Mary Stanhope, CMO of Unitas Global, opened the conversation, titled: Data Center Interconnection Trends and Capabilities, touching adaptability and agility when dealing with unforeseen instances such as the pandemic.

“One of the key phrases is that everything is changing, and adaptability and agility becomes really important for working with customers… The ecosystem that we exist in is a very different edge from more people working in different locations…. So if we really look at what’s changed in the last six months, for us, it’s really been the conversation with our clients. [The pandemic] really has impacted what people are buying and how people are growing and shifted that but I think it’s some interesting times and very interesting times about how we’re connecting people to data in cloud centers, and how that conversation is changing.”

Ed d’Agostino, of DE-CIX North America added to the conversation:

“I think more and more networks want to be ready for what’s coming, not just accommodate what they’ve seen. And to that end I’ve seen a lot of growth capacity with existing networks connecting to us. We see traffic changes often into the evening from what was not necessarily as much traffic but we also see many ISPs who are looking to extend to connect as a neutral exchange. There’s definitely a big growth and we’ve seen it in Dallas in particular, you know, with ISP growth, it’s continued to come.”

Bill Norton, co-founder of NOIA Network, shed some light on the shifts related to work-from-home culture, and how providers now need to be ready to provide service around the clock.

* * * *

### Tasks to carry out
A - In the data center interconnection excerpt, which city does Ed d'Agostino single out for ISP growth?
B - Go on with the data center interconnection excerpt from the point where it stops.
The data items have no connection to the data center interconnection excerpt.

[Data items]
* * * *

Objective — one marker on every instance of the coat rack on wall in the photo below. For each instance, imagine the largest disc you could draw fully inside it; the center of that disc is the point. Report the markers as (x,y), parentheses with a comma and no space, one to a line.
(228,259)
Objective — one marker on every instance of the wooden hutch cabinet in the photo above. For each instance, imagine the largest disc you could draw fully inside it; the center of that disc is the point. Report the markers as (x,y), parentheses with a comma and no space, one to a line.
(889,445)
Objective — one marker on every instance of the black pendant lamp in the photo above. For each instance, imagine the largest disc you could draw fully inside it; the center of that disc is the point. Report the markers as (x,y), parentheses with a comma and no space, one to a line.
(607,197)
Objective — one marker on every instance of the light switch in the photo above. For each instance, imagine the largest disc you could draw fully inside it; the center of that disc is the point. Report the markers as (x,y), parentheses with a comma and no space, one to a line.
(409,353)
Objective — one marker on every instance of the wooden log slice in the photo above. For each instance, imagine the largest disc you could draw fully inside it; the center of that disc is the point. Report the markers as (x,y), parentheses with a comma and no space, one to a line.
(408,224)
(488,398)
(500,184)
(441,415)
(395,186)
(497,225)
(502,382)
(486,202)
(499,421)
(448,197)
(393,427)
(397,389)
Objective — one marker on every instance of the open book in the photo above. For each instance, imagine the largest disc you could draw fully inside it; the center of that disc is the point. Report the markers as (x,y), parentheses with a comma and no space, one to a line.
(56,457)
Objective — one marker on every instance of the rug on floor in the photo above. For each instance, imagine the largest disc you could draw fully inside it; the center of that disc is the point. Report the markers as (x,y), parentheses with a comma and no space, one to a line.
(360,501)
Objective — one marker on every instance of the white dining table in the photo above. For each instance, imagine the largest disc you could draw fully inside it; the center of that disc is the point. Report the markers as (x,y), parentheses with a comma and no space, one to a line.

* * * *

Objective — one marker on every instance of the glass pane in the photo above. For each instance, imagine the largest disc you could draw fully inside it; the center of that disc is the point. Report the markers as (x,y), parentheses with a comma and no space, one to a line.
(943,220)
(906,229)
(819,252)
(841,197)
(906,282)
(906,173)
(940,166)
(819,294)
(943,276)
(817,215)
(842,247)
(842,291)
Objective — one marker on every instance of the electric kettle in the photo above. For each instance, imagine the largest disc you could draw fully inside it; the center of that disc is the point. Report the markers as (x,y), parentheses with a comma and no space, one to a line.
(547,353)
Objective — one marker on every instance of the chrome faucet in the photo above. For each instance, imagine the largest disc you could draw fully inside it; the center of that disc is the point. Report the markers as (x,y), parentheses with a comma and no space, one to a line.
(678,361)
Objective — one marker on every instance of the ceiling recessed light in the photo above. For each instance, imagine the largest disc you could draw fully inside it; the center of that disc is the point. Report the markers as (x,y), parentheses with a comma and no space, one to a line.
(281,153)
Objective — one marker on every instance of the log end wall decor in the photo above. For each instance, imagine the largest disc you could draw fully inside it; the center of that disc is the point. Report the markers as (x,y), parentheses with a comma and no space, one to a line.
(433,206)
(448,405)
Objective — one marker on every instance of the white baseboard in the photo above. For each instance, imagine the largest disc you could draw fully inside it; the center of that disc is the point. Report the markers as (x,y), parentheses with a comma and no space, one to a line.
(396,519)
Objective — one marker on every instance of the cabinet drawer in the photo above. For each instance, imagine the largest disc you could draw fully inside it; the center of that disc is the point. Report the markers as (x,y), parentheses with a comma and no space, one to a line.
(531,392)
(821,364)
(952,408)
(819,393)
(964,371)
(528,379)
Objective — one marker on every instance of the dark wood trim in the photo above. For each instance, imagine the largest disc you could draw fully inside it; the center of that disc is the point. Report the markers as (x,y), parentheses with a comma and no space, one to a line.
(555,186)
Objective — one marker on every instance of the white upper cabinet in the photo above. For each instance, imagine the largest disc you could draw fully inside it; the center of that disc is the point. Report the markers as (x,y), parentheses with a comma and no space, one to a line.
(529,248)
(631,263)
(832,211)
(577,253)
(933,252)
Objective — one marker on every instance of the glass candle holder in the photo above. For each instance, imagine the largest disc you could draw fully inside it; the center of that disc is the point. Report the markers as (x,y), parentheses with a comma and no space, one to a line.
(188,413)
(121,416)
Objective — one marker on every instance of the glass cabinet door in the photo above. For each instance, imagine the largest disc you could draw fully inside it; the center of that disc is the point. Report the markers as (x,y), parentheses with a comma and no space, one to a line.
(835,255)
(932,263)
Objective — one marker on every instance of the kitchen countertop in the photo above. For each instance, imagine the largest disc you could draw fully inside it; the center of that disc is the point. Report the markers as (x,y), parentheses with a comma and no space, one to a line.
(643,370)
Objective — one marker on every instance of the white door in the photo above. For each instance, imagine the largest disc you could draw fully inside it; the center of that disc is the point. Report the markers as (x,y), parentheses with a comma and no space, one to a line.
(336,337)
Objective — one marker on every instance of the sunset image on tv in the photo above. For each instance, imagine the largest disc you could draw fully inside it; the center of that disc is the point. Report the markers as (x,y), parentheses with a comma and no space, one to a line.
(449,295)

* * * *

### Answers by item
A - Dallas.

B -
“During my time with Equinix, I spent a lot of time working with participants in the ecosystem, identifying eyeballs on access to content and content providers. So now, as a co-founder of NOI Network, we believe that the internet fundamentally needs to have a security wrapper around it. And fundamentally, it also needs to take advantage of the richness that’s inherent in the transport networks that exist underneath the covers. So what NOI Network is doing is building an overlay on top of the public Internet that provides those security capabilities. So every packet is encrypted. And with this mesh network, this encrypted mesh network, it allows folks to optimize traffic. So if there was a path through an intermediary that happens to be faster. When I say faster, I mean measured, because all these nodes are measuring the one way latency to We believe what’s actually needed now, during this pandemic, is no longer sufficient for folks to work at home and send all of the traffic to a faraway data center where a VPN server handles all the traffic and then allows you to go out to the internet from there. That’s not the work from home environment. Instead, we believe the workflow environment is going to be what produces a thin overlay that provides direct, secure communications with their work colleagues, and with folks and suppliers that they need to interact with. So that’s basically how we’re pivoting. we’re shifting now more towards the one of the use cases of our platform, which is the work from home, where you can set up an encrypted mesh network to your work colleagues in a matter of seconds.”

Dave Tomassoni, of PacketFabric, also touched on the company’s pivots undertaken during the pandemic.

“As far as the pandemic. I don’t think any company was really ready for it, but from the way our workforce was deployed, and still is deployed, we were pandemic ready. Meaning that our workforce was globally dispersed. So we were utilizing a lot of the collaboration tools that are already out there such as Slack and Zoom, we don’t really have a “headquarter office” where everyone was going to. So, the transition for us to go into the pandemic has been, has been easier than then it has been for other companies. That being said, we’ve seen a nice shift from our business going, many more customers going to the cloud, many more customers needing something today versus waiting 30 or 60 or 90 days. And with our platform, which is software defined, it allows that customer to go in and provision services real time. So strategically, the last six months, we’ve seen a nice uplift, specifically in the cloud providers such as your AWS.”